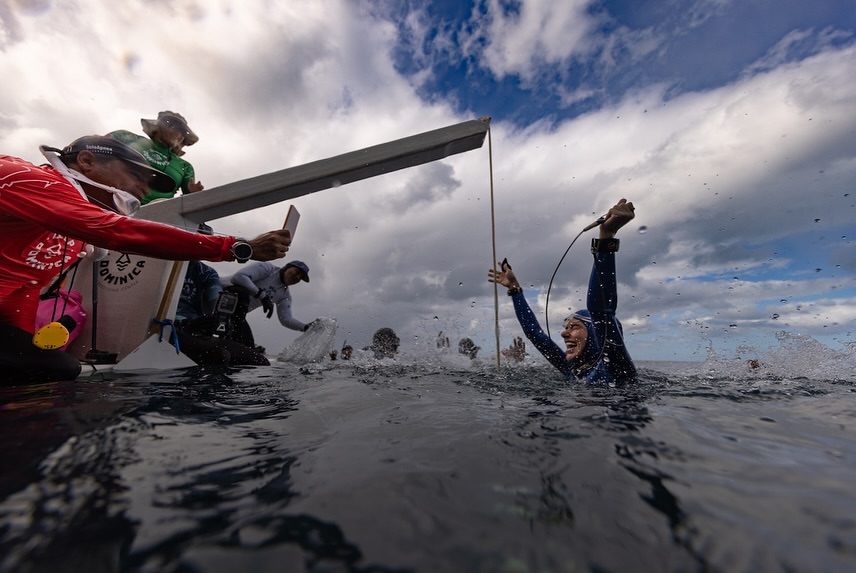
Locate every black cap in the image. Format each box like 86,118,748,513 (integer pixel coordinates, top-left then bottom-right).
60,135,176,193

...

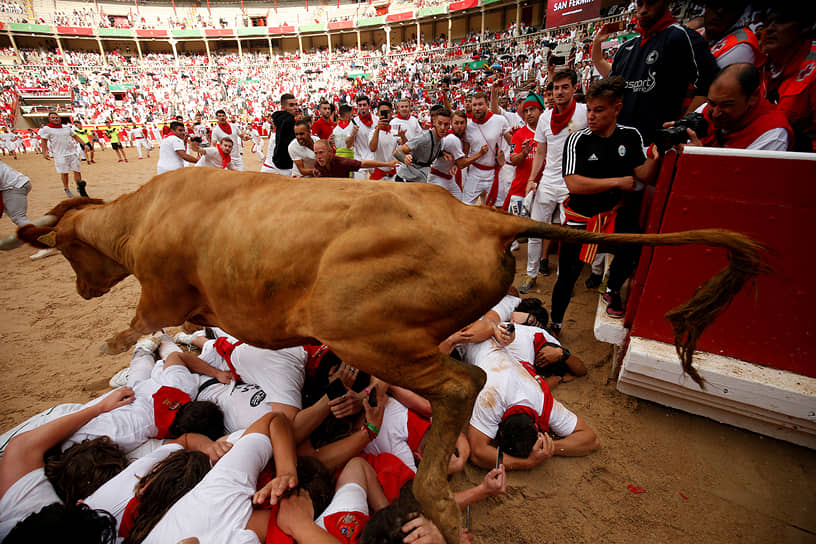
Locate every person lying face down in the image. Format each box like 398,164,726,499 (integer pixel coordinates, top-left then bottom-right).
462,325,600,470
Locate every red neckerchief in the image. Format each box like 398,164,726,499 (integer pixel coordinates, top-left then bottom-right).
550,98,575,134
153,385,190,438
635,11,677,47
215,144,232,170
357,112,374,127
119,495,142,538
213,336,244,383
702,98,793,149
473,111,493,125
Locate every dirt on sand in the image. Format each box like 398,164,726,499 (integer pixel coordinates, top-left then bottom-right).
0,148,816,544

DO THIS
Return, unchanged, the part of the listing that opens with the line containing "Locate every red" and closes with the line containing "0,148,816,544".

WRITTEN SOLUTION
Locate every red neckerchief in the image. Format each box like 398,164,726,499 (integer pixel coordinates, top-left then bottom-right).
550,98,575,134
153,385,190,438
635,11,677,47
215,144,232,170
357,112,374,127
119,495,142,538
213,336,244,383
702,98,793,149
473,111,493,125
Locate every dirt on sand in the image. Format each box like 398,164,726,499 (integer pixel coordinates, top-left then bottom-right).
0,148,816,544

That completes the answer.